Given text
⟨

Objective: To compare the performance of the MOS SF12 health survey (SF12) with the SF36 in a sample of 233 patients with rheumatoid arthritis (RA) stratified by functional class.
Methods: The SF12 and SF36 physical and mental component summary scales (PCS and MCS) were compared for test retest reliability [intra-class correlation coefficient (RC) and repeatability], construct validity and responsiveness [standardized response mean (SRM)] to self-reported change in health.
Results: Overall, despite its brevity, the SF12 is comparable to the SF36 with only some loss of performance. The SF12-PCS is slightly less reliable (RC = 0.75) and responsive to improvements in health (SRM = 0.52) than the SF36-PCS (RC = 0.81; SRM = 0.61). The SF12-PCS correlates strongly with the SF36-PCS (R = 0.94), SF36 physical function subscale (R = 0.77) and modified Stanford Health Assessment Questionnaire (MHAQ) (R = 0.71), but only weakly with the SF36 mental health subscale (R = 0.22). SF12-PCS discriminated well between Steinbrocker functional classes; patients in functional classes 1-4, respectively, have SF12-PCS scores 1sigma, 2sigma, 2.4sigma and 2.7sigma below the population norm (ANOVA, F = 35.8, P < 0.000). The SF12-MCS is relatively unresponsive to reported improvement in RA (SRM = 0.31), but is reliable (RC = 0.71) and correlates well with the SF36-MCS (R = 0.71). SF12-MCS correlates more closely than the SF36-MCS with the SF36 mental health subscale (R = 0.86) and Hospital Anxiety and Depression (HAD) scale (R = 0.76). In ANOVA models, only the HAD (R2 = 57%) score contributes significantly to variance in SF12-MCS (F = 254.8; P < 0.000), but both the HAD (R2 = 24%) and MHAQ (R2 = 10%) scores contribute to variance in the SF36-MCS (F = 50.9; P < 0.000). Thus, the SF12-MCS has better construct validity for mental health than SF36-MCS in RA subjects. Missing responses to items were high amongst patients in functional class 4 (34%).

⟩

Prompt
Copy the SF12 versus SF36 abstract between "Objective: To compare" and "change in health.", inclusive, switching "rheumatoid arthritis" to "osteoarthritis". The material that follows has no connection to the text above.

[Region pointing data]
⟨

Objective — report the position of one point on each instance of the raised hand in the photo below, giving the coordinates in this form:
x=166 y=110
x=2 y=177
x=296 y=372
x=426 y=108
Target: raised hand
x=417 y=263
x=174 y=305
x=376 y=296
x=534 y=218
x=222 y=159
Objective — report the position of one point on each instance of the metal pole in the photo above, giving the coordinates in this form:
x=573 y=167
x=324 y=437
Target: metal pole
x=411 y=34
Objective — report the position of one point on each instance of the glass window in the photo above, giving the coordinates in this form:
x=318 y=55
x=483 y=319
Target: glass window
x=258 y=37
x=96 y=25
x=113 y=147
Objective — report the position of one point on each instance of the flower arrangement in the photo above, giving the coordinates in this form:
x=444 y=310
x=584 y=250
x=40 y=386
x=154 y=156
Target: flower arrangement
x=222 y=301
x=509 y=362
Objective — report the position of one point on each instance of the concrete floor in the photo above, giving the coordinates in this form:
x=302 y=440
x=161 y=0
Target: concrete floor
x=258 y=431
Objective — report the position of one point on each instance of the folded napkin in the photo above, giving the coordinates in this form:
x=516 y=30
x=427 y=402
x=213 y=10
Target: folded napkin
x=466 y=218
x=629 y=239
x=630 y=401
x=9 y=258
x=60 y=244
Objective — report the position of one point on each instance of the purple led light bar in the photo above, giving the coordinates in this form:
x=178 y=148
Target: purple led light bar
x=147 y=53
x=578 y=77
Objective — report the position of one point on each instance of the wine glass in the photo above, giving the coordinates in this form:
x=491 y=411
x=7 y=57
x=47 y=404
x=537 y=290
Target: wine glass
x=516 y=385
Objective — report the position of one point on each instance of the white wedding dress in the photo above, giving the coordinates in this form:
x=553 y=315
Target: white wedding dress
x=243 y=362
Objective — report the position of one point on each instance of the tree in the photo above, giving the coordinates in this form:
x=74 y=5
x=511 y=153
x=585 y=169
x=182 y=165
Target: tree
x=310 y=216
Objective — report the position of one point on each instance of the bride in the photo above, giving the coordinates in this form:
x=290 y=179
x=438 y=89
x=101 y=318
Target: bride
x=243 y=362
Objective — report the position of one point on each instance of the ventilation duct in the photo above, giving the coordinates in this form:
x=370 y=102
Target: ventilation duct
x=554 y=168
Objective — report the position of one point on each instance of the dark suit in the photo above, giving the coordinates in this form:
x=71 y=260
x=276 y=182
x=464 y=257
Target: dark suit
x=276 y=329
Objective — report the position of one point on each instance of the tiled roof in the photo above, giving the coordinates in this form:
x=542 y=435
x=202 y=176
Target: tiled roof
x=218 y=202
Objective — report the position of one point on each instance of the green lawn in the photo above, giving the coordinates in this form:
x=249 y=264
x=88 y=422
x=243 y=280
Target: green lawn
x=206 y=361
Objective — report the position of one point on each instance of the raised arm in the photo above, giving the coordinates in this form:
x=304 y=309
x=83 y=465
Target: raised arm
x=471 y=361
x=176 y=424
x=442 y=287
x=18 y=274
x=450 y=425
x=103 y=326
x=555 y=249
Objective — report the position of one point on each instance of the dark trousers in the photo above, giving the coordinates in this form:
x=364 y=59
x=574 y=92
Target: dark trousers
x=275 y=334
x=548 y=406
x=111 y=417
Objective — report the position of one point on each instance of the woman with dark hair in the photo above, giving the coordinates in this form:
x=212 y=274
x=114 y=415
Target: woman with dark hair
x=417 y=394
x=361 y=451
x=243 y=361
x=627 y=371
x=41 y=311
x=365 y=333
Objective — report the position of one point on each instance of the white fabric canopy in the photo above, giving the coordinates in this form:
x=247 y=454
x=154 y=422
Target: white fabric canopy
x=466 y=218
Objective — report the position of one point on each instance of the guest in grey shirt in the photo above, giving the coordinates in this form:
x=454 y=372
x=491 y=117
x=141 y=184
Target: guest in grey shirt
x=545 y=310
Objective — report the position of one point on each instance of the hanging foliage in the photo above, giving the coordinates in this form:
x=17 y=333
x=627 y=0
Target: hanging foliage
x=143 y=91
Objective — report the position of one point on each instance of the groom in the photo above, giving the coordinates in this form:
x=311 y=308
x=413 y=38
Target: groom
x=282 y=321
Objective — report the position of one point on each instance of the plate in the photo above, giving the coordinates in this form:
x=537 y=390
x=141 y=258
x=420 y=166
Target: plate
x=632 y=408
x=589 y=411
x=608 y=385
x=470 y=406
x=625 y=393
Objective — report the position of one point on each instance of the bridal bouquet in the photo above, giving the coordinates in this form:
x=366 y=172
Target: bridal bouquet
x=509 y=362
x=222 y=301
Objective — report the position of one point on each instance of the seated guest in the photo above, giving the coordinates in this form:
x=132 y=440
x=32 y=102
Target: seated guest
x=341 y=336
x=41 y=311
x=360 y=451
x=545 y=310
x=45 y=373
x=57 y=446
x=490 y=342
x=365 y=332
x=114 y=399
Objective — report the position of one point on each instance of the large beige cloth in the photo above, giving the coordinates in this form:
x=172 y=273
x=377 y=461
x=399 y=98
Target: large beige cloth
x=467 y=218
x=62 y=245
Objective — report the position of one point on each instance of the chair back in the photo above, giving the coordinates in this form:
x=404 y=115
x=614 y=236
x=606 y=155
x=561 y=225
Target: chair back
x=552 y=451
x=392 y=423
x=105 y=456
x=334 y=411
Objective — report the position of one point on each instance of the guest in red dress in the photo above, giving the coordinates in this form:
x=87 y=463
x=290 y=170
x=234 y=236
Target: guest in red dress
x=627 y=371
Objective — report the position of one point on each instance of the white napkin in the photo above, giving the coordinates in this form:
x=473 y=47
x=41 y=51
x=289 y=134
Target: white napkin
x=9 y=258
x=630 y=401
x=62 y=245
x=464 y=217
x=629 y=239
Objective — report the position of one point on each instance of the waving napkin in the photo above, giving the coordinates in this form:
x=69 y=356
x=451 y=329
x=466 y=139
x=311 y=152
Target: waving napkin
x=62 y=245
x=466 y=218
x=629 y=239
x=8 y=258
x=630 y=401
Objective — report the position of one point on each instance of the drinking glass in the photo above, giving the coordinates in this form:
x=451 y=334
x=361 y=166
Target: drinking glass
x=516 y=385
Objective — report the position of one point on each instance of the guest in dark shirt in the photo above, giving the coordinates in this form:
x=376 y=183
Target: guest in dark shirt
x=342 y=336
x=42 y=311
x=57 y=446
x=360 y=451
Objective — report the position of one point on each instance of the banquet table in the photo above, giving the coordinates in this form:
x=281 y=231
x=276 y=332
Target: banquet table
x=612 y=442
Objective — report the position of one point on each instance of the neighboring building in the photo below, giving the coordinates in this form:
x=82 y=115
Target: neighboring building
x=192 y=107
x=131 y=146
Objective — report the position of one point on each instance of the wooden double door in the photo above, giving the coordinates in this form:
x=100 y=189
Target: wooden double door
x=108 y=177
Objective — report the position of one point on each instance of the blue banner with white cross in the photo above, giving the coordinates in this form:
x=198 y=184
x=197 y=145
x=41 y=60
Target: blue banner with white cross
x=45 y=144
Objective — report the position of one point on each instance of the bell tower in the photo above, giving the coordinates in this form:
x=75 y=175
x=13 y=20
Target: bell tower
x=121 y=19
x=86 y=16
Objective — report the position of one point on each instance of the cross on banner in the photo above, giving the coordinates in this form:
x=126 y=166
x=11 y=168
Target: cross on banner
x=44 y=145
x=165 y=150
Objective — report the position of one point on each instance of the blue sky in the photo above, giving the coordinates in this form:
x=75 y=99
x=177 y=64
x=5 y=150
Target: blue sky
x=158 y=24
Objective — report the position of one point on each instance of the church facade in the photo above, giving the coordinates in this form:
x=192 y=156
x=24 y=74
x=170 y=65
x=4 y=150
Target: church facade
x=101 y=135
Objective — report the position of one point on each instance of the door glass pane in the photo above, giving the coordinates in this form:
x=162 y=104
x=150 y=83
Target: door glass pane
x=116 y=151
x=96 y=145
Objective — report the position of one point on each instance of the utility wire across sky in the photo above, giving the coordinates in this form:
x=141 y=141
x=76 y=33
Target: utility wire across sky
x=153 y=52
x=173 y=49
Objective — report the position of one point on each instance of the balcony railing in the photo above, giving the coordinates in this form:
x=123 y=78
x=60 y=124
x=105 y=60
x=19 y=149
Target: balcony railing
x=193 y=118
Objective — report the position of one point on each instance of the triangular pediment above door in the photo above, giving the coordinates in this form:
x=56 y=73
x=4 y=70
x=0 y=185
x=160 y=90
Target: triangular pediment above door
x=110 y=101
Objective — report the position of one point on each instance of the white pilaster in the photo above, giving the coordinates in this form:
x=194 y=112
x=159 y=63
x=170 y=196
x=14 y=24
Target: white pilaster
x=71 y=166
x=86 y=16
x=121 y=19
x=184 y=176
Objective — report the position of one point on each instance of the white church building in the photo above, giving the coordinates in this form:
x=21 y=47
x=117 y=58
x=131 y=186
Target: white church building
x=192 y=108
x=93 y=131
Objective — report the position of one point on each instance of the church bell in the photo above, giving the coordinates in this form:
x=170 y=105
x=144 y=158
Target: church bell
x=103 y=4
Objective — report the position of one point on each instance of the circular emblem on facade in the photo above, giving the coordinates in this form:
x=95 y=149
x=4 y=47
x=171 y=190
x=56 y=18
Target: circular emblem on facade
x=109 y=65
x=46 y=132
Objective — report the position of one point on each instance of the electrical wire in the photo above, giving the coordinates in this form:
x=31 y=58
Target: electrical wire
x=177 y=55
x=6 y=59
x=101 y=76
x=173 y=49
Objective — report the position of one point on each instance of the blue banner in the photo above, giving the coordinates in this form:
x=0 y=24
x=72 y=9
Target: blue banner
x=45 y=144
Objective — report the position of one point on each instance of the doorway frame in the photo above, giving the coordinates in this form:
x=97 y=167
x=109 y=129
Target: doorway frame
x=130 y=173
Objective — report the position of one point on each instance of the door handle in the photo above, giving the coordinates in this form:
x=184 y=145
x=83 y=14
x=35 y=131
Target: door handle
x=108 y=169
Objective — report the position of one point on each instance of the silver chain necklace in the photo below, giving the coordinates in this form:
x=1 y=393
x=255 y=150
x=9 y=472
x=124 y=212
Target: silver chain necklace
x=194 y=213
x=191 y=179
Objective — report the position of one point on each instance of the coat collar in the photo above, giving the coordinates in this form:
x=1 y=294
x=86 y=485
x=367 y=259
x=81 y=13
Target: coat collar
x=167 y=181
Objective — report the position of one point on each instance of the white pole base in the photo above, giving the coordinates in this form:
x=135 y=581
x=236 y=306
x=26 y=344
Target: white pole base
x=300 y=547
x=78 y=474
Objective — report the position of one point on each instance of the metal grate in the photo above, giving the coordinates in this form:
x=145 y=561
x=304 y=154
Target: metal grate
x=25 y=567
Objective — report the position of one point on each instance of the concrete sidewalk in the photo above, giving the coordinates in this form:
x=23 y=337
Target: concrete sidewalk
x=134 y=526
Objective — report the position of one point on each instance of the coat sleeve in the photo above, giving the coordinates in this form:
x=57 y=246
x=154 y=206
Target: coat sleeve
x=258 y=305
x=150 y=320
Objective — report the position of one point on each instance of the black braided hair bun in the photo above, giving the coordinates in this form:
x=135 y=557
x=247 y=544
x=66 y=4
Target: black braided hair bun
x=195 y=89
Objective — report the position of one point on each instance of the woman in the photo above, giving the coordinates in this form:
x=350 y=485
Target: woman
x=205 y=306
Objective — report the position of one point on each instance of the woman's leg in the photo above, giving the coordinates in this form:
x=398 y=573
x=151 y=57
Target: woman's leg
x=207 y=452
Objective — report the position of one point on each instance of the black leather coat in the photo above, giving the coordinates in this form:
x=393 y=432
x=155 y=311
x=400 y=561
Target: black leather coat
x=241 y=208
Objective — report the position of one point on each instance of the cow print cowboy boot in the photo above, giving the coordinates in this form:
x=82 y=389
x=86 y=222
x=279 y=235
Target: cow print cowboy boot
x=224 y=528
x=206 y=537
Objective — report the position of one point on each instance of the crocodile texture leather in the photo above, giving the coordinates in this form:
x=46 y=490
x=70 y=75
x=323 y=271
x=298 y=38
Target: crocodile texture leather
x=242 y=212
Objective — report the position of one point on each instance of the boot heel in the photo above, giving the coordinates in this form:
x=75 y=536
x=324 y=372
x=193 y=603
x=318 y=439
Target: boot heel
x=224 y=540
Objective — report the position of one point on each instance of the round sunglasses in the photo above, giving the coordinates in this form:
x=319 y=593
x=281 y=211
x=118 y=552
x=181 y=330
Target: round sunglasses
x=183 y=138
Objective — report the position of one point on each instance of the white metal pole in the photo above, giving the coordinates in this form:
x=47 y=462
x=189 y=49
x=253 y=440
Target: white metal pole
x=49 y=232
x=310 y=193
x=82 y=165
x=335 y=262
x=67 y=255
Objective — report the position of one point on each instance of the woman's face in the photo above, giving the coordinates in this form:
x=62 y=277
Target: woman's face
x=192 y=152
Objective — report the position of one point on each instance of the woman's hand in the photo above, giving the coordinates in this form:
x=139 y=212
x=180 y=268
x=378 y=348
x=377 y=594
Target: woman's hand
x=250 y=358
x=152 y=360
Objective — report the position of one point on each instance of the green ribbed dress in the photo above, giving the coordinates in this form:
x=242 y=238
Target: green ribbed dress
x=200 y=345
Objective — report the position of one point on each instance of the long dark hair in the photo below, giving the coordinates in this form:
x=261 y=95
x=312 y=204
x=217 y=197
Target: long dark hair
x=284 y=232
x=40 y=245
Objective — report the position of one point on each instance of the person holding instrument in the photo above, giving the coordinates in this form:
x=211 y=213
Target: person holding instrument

⟩

Exercise output
Objective: To compare the performance of the MOS SF12 health survey (SF12) with the SF36 in a sample of 233 patients with osteoarthritis (RA) stratified by functional class.
Methods: The SF12 and SF36 physical and mental component summary scales (PCS and MCS) were compared for test retest reliability [intra-class correlation coefficient (RC) and repeatability], construct validity and responsiveness [standardized response mean (SRM)] to self-reported change in health.